Posted by: Jack Henry | February 2, 2021

Editor’s Corner: Burrowing and borrowing

Good day, everyone!

I don’t have much of a plan for today, so I thought I’d share part of an article from The Grammarist. The Grammarist sends out emails on English words and phrases, often comparing two words that people who speak English as a second language get confused. For example, today’s words are burrow and borrow. Since that combination made me laugh, and it is Groundhog Day, I thought I’d share this with you.

Burrow and borrow are words that are close in spelling and pronunciation and may be considered confusables. Confusables is a catch-all term for words that are often misused or confused; there are many confusing words in the English language that may be easily confused for each other in spoken English and written English.

A burrow is a tunnel or a hole that has been dug by an animal. Burrow is also used as a verb to mean tunneling or digging a hole. Related words are burrows, burrowed, burrowing. The word burrow is derived from the Old English word, burgh, which means a fortress.

____

Written problem A.
Answer these about the Editor's Corner post on burrow and borrow:
(i) Who sends out the emails the article was taken from?
(ii) What day does the post say it is?
(iii) What Old English word does burrow come from, and what did that word mean?
Written problem B. Resume the Editor's Corner post on burrow and borrow, starting right after its last sentence.
The records that follow have nothing to do with this post.

____

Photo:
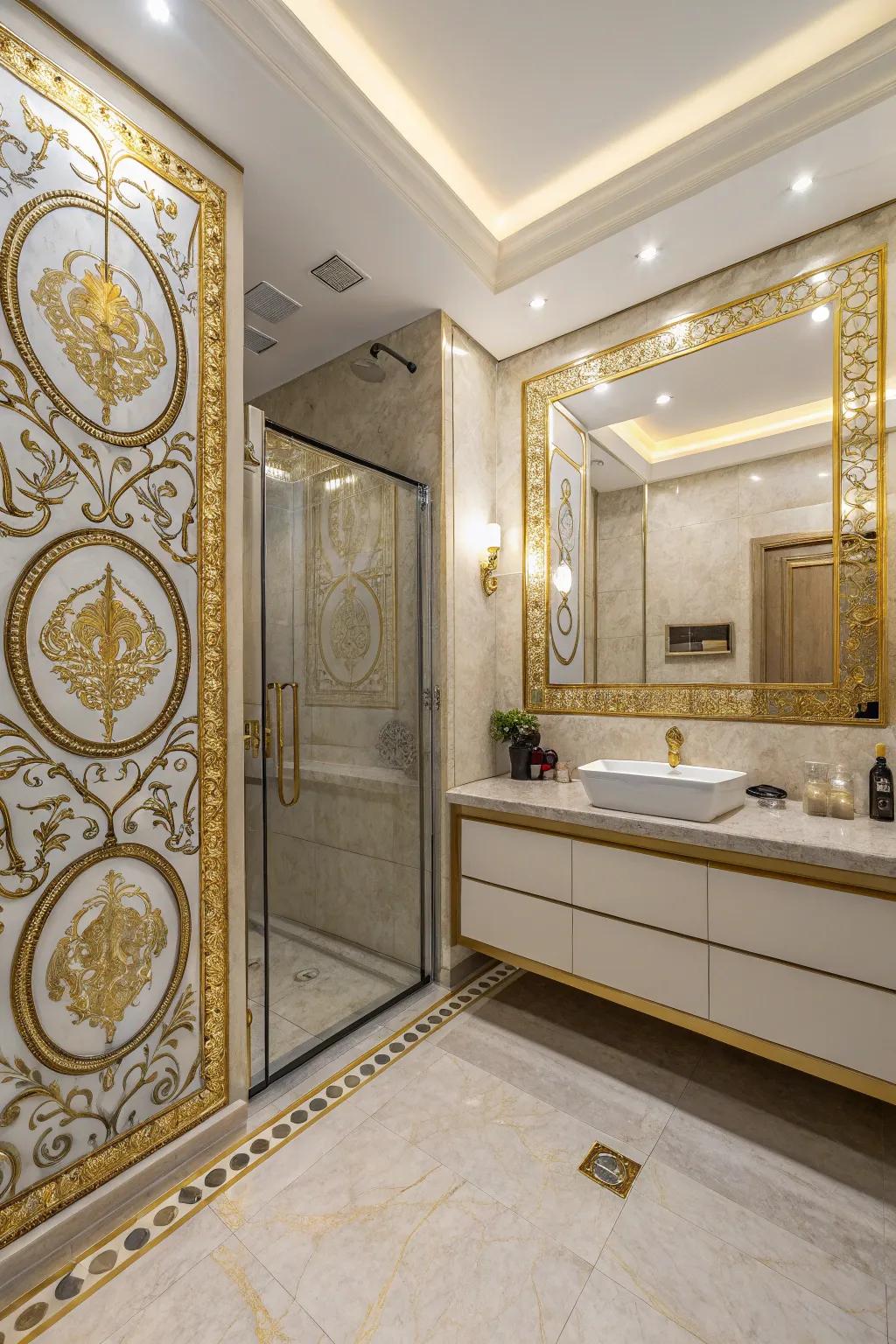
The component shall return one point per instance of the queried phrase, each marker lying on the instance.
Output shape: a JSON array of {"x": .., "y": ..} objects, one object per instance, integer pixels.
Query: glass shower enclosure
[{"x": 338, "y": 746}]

____

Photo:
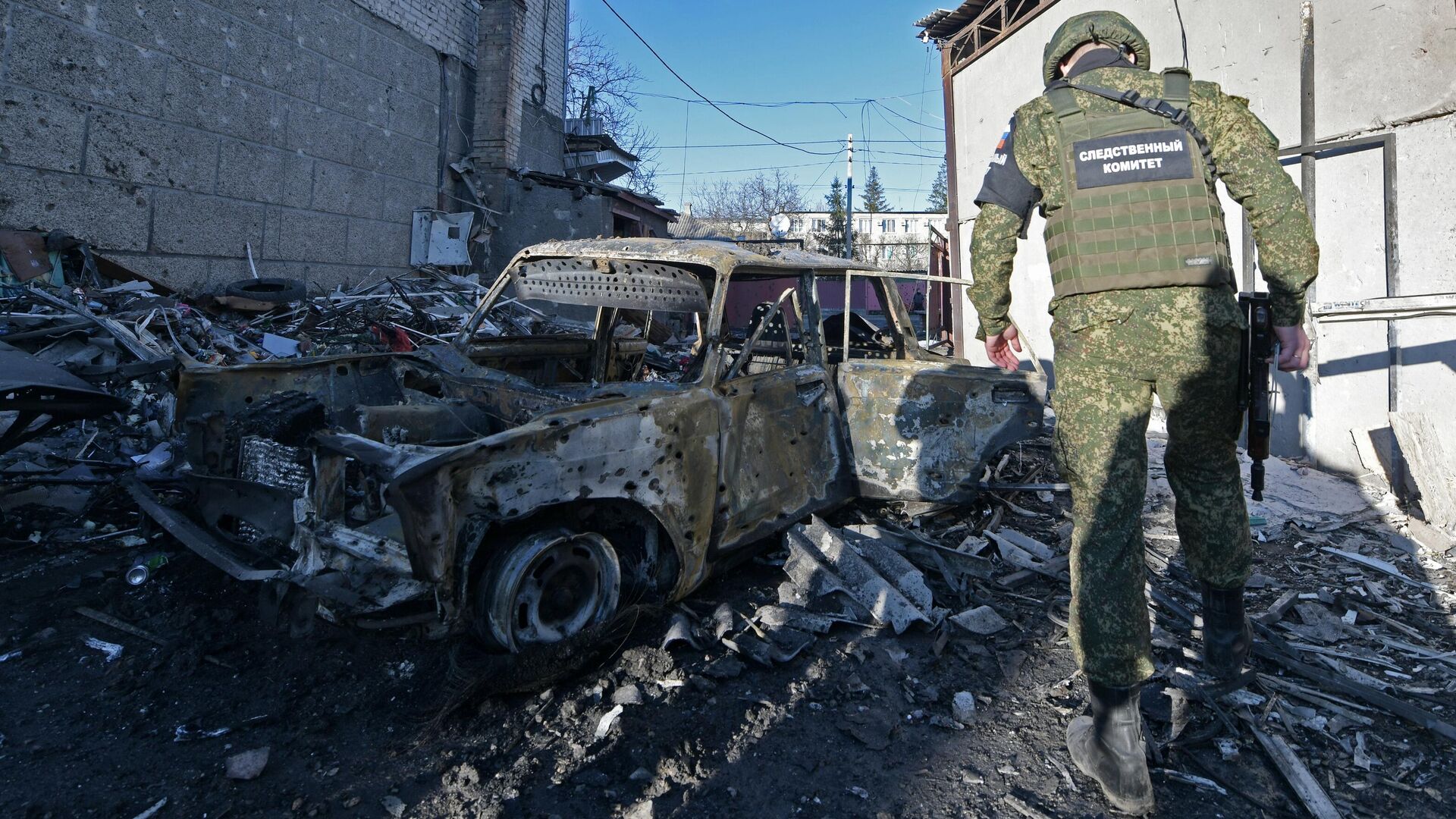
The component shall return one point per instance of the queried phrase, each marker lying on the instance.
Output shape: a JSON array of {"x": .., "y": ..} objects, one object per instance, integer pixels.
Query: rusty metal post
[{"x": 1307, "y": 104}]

____

Written reply A.
(i) The Grammarist
(ii) Groundhog Day
(iii) Burgh, meaning a fortress

Written reply B.
Borrow means to use something that belongs to someone else with the intention of returning it. To properly borrow something, one should have the permission of the owner to use it and then return it. One may borrow money from a bank, in which case, one pays for the privilege. One may borrow a cup of sugar from a neighbor, in which case, you should repay the favor in kind. Borrow is a verb; related words are borrows, borrowed, borrowing. The word borrow is derived from the Old English word, borgian, which means to lend.

Happy Groundhog Day!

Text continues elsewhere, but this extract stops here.